## Alıştırma görevleri
a – Aerosolle bulaşma metnine göre şu soruları cevaplayın:
(i) Hiçbir önlem alınmadan pozitif bir öğretmenle sınıfta 2 saat geçirildiğinde kaç öğrenciye kadar bulaş riski oluşuyor?
(ii) Herkes maske takarsa enfekte olabilen kişi sayısı kaça kadar düşüyor?
(iii) Covid Hava Yoluyla Bulaşma Tahmincisi'ni geliştiren bilim insanı grubunun başında kim bulunuyor?
b – Aerosolle bulaşma metninde "Öğretmenin ilk hasta" sözlerinden başlayıp "olabileceği not ediliyor." sözleri de dahil olmak üzere uzanan bölümü lütfen kelimesi kelimesine aktarın.

## Metin bölümü
┌──

Öğretmenin ilk hasta olduğu, havalandırmasız bir sınıf en riskli senaryo.


Aerosollerin sayısına karşı herhangi bir önlem olmadan pozitif bir öğretmenle sınıfta 2 saat geçirildiğinde, 12 öğrenciye kadar bir bulaş riski oluşuyor.


Herkes maske takarsa, enfekte olabilen kişi sayısı beşe kadar düşüyor. Gerçek salgınlarda, aerosoller havasız odaya rastgele dağıldığından öğretmene yakınlığından bağımsız olarak herhangi bir öğrencinin enfekte olabileceği not ediliyor.


Ders sırasında oda temiz havayla veya mekanik olarak havalandırılırsa, ve ders bir saat sonra havayı tamamen temizlemek için durdurulursa, risk büyük miktarda azalıyor.

“Risk durumundaki” kişilerin hastalığa yakalanma ihtimallerini hesaplamak için, Colorado Üniversitesi’nde Profesör José Luis Jiménez’in başında bulunduğu bir grup bilim insanının geliştirdiği Covid Hava Yoluyla Bulaşma Tahmincisi kullanıldı. Bu araç, aerosol yoluyla bulaşa karşı önlemleri öne çıkartmayı hedefliyor. Bu hesaplama, kapsamlı veya hastalığın taşınmasını etkileyen sayısız etkeni içeren bir hesaplama değil, ancak kontrol edilebilir etkenlerin değişmesi ile bulaşma riskinin nasıl düşürülebileceğini gösteren bir hesaplama.

Simülasyonlar sırasında, denekler tavsiye edilen güvenli mesafeyi koruyarak damlacıkla bulaşma riskini ortadan kaldırmalarına karşın, tüm koruyucu önlemler (doğru havalandırma, karşılaşmayı kısaltma, maske takma) aynı anda alınmazsa hala hastalık kapabiliyor. İdeal senaryo, bağlam fark etmeksizin, bulaştırıcı parçacıkların hızla ayrıştığı açık havada buluşma. Eğer hastalıklı kişiden güvenli bir mesafe uzakta durulmazsa, aerosolle bulaşın yanı sıra damlacıkla bulaş ihtimali ekleneceğinden dolayı hastalık riski artıyor. Havalandırma olan koşullarda bile giren hava birbirine yakın kişilerin arasındaki aerosolların dağıtmına yeterli olamayacağından hastalık riski artıyor.

└──

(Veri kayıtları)

┌──

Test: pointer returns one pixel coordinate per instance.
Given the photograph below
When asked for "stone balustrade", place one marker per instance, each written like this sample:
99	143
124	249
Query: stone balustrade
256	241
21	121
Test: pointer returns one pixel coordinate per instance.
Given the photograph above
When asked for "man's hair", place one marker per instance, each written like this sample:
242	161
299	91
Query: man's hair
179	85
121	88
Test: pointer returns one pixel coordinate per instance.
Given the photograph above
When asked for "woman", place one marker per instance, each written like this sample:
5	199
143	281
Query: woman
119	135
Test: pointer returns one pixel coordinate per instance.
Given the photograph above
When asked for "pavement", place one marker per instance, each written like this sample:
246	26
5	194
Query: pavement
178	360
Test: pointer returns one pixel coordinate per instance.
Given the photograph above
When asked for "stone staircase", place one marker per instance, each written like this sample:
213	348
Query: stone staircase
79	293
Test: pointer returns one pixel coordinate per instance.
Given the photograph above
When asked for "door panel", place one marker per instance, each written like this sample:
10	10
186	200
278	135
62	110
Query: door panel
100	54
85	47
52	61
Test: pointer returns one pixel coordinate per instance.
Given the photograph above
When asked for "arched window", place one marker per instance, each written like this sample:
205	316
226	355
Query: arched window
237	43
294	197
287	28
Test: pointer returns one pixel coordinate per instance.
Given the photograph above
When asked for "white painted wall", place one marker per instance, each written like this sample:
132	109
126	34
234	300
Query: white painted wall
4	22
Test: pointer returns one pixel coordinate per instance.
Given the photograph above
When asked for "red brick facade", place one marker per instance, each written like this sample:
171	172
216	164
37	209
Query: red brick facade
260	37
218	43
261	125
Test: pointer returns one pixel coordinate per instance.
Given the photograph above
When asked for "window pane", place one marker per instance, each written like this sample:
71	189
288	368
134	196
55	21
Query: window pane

└──

## Sıralı cevaplar
a –
(i) 12 öğrenciye kadar.
(ii) Beşe kadar.
(iii) Colorado Üniversitesi'nden Profesör José Luis Jiménez.

b –
Öğretmenin ilk hasta olduğu, havalandırmasız bir sınıf en riskli senaryo.


Aerosollerin sayısına karşı herhangi bir önlem olmadan pozitif bir öğretmenle sınıfta 2 saat geçirildiğinde, 12 öğrenciye kadar bir bulaş riski oluşuyor.


Herkes maske takarsa, enfekte olabilen kişi sayısı beşe kadar düşüyor. Gerçek salgınlarda, aerosoller havasız odaya rastgele dağıldığından öğretmene yakınlığından bağımsız olarak herhangi bir öğrencinin enfekte olabileceği not ediliyor.